▶ [THE PROBLEM]: Set down the data that follows again, exactly as written.

_ _ _

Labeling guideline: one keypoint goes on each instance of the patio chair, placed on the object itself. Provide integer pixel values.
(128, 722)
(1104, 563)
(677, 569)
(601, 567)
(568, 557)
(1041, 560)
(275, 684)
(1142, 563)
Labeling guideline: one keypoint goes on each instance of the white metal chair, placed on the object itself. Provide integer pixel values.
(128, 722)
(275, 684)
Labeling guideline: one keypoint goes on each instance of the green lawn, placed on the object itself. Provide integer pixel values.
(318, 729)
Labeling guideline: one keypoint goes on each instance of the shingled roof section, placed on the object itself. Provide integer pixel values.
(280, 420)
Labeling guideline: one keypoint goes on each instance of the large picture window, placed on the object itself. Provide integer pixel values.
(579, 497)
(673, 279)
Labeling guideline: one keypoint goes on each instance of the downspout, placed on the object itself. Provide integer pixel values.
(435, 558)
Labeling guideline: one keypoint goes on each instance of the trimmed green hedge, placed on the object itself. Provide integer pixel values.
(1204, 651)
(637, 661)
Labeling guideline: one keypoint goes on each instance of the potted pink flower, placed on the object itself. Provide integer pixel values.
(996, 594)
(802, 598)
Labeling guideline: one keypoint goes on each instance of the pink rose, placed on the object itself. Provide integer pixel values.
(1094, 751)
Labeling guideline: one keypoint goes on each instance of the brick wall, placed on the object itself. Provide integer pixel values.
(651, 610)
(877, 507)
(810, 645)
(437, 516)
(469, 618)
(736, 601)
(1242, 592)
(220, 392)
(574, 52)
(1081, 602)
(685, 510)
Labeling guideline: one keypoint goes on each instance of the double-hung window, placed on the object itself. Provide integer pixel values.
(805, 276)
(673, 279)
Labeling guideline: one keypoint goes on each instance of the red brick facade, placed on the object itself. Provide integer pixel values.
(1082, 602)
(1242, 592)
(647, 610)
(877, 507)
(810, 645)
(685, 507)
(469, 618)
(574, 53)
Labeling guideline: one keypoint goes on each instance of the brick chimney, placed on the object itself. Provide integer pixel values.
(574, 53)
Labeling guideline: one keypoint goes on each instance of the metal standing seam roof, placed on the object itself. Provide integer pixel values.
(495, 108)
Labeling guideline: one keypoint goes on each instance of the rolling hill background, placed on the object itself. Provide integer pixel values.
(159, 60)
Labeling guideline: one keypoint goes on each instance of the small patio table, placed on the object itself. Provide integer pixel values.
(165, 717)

_ _ _

▶ [SOLVED PROBLEM]:
Labeling guideline: one keypoint goes on each instance of the patio chair, placed on the object itself. Provide integer pixel values.
(128, 722)
(1104, 563)
(677, 569)
(601, 567)
(568, 557)
(1041, 560)
(275, 684)
(1142, 563)
Labeling guideline: one keypoint goes on each instance of the white metal chair, placed on the object itself. Provide integer pixel values.
(128, 722)
(275, 684)
Labeling guideline: one keypoint goes on each instance of the green lawn, placed on the object itself. Provide integer pixel values.
(318, 729)
Labeling guideline: one keypoint goes on each instance of the shingled roof section, placed on the object itself. Provide integer pixel values.
(280, 420)
Labeling guideline: one keypoint goes on each instance of the large picture window, placed on the object itself. Provide integer pixel values.
(579, 497)
(673, 279)
Labeling guideline: one keypoint goes on each instance of the downspout, placed on the object itself. Provide integer pixel values.
(435, 558)
Labeling guideline: one keypoint goes on each instance of the trimmed green hedge, placed on the object itself. Provide integer pixel values.
(1204, 651)
(637, 661)
Labeling guideline: one keypoint goes on each instance of the potted pink flower, placed on the object itself. Provide integer pixel values.
(996, 594)
(802, 598)
Labeling guideline: one keypoint goes on each instance of the pink rose, placed on the object itself. Provide integer pixel values.
(1094, 751)
Labeling guideline: one keypoint goes on each instance of the brick wall, placed on the object itself. Provide integer pixel values.
(651, 610)
(877, 507)
(810, 645)
(437, 516)
(469, 618)
(736, 601)
(1242, 592)
(220, 392)
(574, 52)
(1081, 602)
(685, 510)
Labeling guideline: one keypoint goes on each instance of the double-hung window, placed on the object itself. Provide integer pixel values.
(805, 276)
(673, 279)
Labeling guideline: one keypoint goes on each instance of the red brick facade, placed on the object itself. Provide integer pixel values.
(1082, 602)
(1242, 592)
(647, 610)
(877, 507)
(810, 645)
(685, 507)
(469, 618)
(574, 53)
Labeling guideline: one keypoint goes on each instance of the brick chimney, placed on the object itself. Provide integer pixel values.
(574, 53)
Labeling guideline: one keypoint goes on each instance of the metal standing seam roof, placed on the object itself. Provide integer pixel values.
(495, 108)
Labeling guideline: one keypoint goes on each instance of the rolling hill background, placed on the object itself. Provide integer pixel values.
(159, 60)
Labeling guideline: one keypoint goes on each instance of the small patio table, placed on the object itself. Provide integer pixel values.
(165, 717)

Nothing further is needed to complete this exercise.